Применяем прочитанное:
• A. Когда и при какой группе армий был сформирован первый особый полевой батальон, согласно тексту об особых отделениях?
• B. Продолжи текст об особых отделениях и особом батальоне, начав сразу после его последнего предложения.

Фрагмент документа:
* * *
Кто же должен был на этот раз попасть в особые отделения? В документах содержался вполне определённый и весьма короткий список: в особые отделения должны были направляться трудновоспитуемые солдаты. Кто же попадал в эту категорию? Здесь список был весьма длинным. Ленивые, небрежные, грязные, недовольные, упрямые, антисоциальные и асоциальные личности, бездушные (!), жестокие, лживые, мошенники, безвольные, психопаты. Иными словами, веете, кто мешал офицерскому составу выполнять поставленные задачи.

Пребывание солдата в особом отделении могло длиться от трёх месяцев до полугода. Затем, в случае «успешного перевоспитания» он должен был быть переведён в действующую воинскую часть, или же, в случае «дурного характера», направлен в концентрационный лагерь.

В августе 1941 года было принято решение сформировать из особых отделений особый полевой батальон. Забегая вперёд, скажу, что подобная практика сохранялась до самого конца войны. Первый такой особый полевой батальон был сформирован в октябре 1941 года при группе армий «Север».

Начиная с февраля 1942 года, особый батальон кроме упомянутых выше категорий солдат пополнили служащие, которые за свои проступки должны были быть отданы под трибунал, но в силу своего характера могли «перевоспитаться», что должны были доказать их командиры. Согласно статистике, до конца 1942 года более 90 % «воспитанников» особого батальона возвращались свою часть, как «пригодные к воинской службе».
* * *
Исходные данные:
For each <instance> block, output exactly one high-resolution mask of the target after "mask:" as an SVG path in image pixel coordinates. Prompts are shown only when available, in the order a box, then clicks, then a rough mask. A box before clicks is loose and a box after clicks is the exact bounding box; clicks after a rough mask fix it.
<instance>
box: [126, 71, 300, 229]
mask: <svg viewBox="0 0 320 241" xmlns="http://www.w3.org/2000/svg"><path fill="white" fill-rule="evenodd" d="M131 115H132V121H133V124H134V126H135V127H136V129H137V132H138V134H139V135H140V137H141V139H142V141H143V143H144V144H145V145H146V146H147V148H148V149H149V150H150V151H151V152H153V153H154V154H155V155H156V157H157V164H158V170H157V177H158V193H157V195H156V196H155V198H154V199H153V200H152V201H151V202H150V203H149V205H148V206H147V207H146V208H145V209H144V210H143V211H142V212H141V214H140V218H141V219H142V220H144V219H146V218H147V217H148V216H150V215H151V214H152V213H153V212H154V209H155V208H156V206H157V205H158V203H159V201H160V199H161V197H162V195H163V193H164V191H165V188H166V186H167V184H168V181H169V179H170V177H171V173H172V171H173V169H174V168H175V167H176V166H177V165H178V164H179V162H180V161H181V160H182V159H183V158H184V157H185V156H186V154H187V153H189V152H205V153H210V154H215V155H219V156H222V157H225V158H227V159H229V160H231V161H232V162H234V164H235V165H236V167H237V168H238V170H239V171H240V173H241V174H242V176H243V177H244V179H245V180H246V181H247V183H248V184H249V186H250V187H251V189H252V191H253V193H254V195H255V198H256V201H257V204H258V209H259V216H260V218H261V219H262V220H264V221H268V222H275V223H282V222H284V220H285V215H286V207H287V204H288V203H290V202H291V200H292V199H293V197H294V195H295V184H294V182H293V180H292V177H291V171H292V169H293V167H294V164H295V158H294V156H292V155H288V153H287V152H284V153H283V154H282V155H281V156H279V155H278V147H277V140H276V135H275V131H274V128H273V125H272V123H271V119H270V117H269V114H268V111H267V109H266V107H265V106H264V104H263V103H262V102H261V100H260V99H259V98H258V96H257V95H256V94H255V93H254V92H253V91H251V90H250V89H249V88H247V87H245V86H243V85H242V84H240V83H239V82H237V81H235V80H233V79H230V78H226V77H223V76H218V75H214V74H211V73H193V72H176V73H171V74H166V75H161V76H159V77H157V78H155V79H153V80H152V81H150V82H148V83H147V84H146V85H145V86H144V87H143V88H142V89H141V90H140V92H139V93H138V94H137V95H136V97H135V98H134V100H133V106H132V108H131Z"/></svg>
* * *
Ответы:
• A. В октябре 1941 года при группе армий «Север».

• B.
Здесь необходимо упомянуть «Особое отделение IX», которое существовало в резервных воинских частях вплоть до марта 1945 года. Территориально эта «воспитательная» часть располагалась в Шварценборне.

Из особых отделений военно-морского флота, которые существовали в мирное время, соответственно были созданы особые военные подразделения кригсмарине или морские полевые компании, которые располагались в Хеле. Но в связи с тем, что призыв в военно-морские силы Германии проходил очень плохо и кригсмарине рисковали остаться без квалифицированных кадров, в июне 1942 года данные «воспитательные» части были распущены. Их наследником стал особый полевой батальон морской компании, который подчинялся командованию сухопутных войск. Он располагался в Хеле по меньшей мере до конца 1944 года. После появления батальона морской компании в июле. 1942 года в Виттмунде были сформировано особое эскадренное отделение, куда направлялись из Хеле самые «невоспитуемые» и наиболее «непригодные к воинской службе».

Люфтваффе, начиная с января 1940 года, располагало специальным «проверочным лагерем», который вначале находился под Лейпцигом, но в сентябре 1942 года был переведён в Дедельсторф, где накануне войны размещалось особое отделение военно-воздушных сил. Летом 1943 года было принято решение распустить «проверочный лагерь» и сформировать особые компании Люфтваффе или VI, V2, V3., местонахождение которых постоянно менялось.

Если говорить объективно, границы между «воспитательным» отделением и штрафным подразделением были весьма расплывчаты. В некоторых случаях провести грань между ними почти невозможно. Имеются свидетельства солдат, которые прошли через особые отделения. Они все как один заявляли, что обращение с «воспитанниками» было весьма жестоким. По приблизительной оценке, всего за время существования особых отделений через них прошло около 10 тысяч «трудновоспитуемых солдат» (это относилось и к сухопутным войскам, и к ВМФ, и ВВС).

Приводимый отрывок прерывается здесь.